**What you have to do**
Retype exactly the lines that run from the line with "wine in the photo above." to the final line of the entries, keeping both ends and nothing else.

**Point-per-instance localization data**

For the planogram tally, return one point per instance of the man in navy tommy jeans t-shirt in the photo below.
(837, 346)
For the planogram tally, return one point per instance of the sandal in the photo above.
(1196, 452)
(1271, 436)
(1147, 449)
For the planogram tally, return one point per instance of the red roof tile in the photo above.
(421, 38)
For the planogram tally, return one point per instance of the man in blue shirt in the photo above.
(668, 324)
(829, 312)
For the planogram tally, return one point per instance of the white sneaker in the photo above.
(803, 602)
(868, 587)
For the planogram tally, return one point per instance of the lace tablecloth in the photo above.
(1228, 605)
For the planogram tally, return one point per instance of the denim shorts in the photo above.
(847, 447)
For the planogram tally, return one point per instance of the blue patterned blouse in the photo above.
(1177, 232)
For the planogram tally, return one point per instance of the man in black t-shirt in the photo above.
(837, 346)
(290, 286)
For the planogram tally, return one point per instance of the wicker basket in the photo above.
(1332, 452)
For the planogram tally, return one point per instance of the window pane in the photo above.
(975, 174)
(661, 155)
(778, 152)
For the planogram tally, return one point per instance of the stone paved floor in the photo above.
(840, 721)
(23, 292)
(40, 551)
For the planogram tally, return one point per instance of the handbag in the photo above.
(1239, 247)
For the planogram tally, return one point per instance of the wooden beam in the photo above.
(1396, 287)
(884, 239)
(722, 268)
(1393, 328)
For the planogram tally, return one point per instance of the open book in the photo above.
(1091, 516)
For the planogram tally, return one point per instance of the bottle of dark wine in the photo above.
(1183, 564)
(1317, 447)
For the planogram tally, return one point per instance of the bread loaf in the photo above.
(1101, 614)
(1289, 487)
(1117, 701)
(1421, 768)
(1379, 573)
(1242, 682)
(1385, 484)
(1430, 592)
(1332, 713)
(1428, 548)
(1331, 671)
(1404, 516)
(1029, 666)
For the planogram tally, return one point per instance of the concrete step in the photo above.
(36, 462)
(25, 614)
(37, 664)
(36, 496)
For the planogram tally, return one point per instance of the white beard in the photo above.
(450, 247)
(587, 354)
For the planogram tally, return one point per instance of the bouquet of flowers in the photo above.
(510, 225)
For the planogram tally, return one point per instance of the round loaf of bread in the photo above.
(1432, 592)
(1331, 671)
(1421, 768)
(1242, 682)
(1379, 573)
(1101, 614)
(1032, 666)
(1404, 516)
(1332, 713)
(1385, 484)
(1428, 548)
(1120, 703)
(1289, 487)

**Output for this exercise**
For the planogram tally, return one point per instance of the bottle of dark wine in the photo above.
(1183, 564)
(1317, 447)
For the planogram tally, return one point per instance of the bread loaf in the photo above.
(1101, 614)
(1289, 487)
(1117, 701)
(1421, 768)
(1379, 573)
(1242, 682)
(1385, 484)
(1430, 592)
(1332, 713)
(1428, 548)
(1331, 671)
(1404, 516)
(1029, 666)
For the planogram tally, return one point per instance of the concrete step in the photo above.
(36, 462)
(25, 614)
(37, 664)
(36, 496)
For the planogram tally, return one point per instance of the white beard in the photo above.
(450, 247)
(587, 354)
For the planogram tally, return one point per instance of the bouquet of flowers in the photo above.
(510, 225)
For the planogram tally, return one point per instance of the round loaf of bread in the photo above.
(1432, 592)
(1331, 671)
(1421, 768)
(1242, 682)
(1379, 573)
(1101, 614)
(1032, 666)
(1404, 516)
(1332, 713)
(1385, 484)
(1428, 548)
(1120, 703)
(1289, 487)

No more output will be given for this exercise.